Document excerpt:
This is Warren. Allow me to present the video for Kim Boekbinder’s new song, “The Sky Is Calling." Everything that follows is by Kim, and the video’s director, Jim Batt.
Inspired by NASA, the Universe, and Carl Sagan.
I’m standing on a street corner in New York City with a bit of metal shrapnel clasped in my hand. It feels heavy and important. Once upon a time, billions of years ago, this small piece of 93% iron was the core of a planetary-sized body that collided with another planetary-sized body. These massive, heavenly orbs broke apart on impact, sending pieces of themselves careening through the universe. Some time ago one of these pieces came screaming through our atmosphere, exploding into smaller shards before reaching the Earth.
But before it was an exploding meteor, and before it was an exploding orb, this metal was forged in the nuclear heart of an exploding star.
Everything that our world is made of came from the cosmos. The iron in my blood came from supernovae; my heart pumps through me the violently catastrophic deaths of stars.

Collected data:
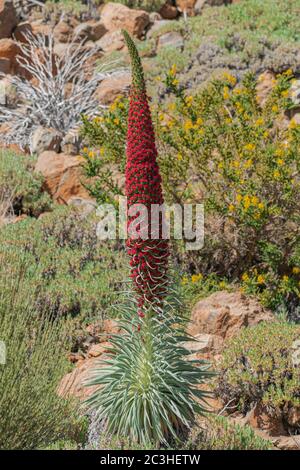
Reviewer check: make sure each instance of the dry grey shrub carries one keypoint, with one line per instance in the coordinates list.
(62, 88)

Objectives:
1. Answer these from the post about Kim Boekbinder's video:
(a) Who directed the video?
(b) What percentage of iron is the piece of metal?
(c) Where is the speaker standing while holding the metal?
2. Copy from the post about Kim Boekbinder's video word for word, beginning at the words "But before it" and stopping after "deaths of stars.".
3. Carry on the post about Kim Boekbinder's video from the point where it stops.
The material has no connection to the post about Kim Boekbinder's video.

Outputs in order:
1.
(a) Jim Batt
(b) 93%
(c) On a street corner in New York City

2.
But before it was an exploding meteor, and before it was an exploding orb, this metal was forged in the nuclear heart of an exploding star.
Everything that our world is made of came from the cosmos. The iron in my blood came from supernovae; my heart pumps through me the violently catastrophic deaths of stars.

3.
This knowledge makes me feel so small. And so big. So many things had to go so perfectly for me to be standing on this street corner, holding the metallic heart of the sky.
And perhaps even more staggering is the fact that I am a member of the species that can leave the planet. A species that can look up and think: Yes. We will go there.
A species that can look down and know that our world is unique in all of the known universe. For thousands of planets, millions of stars, billions of light years.
And whether looking up or looking down, in the deep darkest parts of ourselves is a force pushing us further, better, more.
I am writing an album about space. Because.
- Kim Boekbinder Oct. 16th, 2012
More information on the Kickstarter page: http://kck.st/O5D9PK
Jim Batt’s notes on the video:
The video is primarily made up of individual frames of raw data sent back from NASA’s Cassini spacecraft, currently orbiting Saturn. The eerie monochrome glitch aesthetic is the result of various technical factors – data artefacts, exposure calibrations, environmental conditions, and cosmic rays hitting the sensors. The main exception is the stunning footage of the sun, which was captured by another spacecraft.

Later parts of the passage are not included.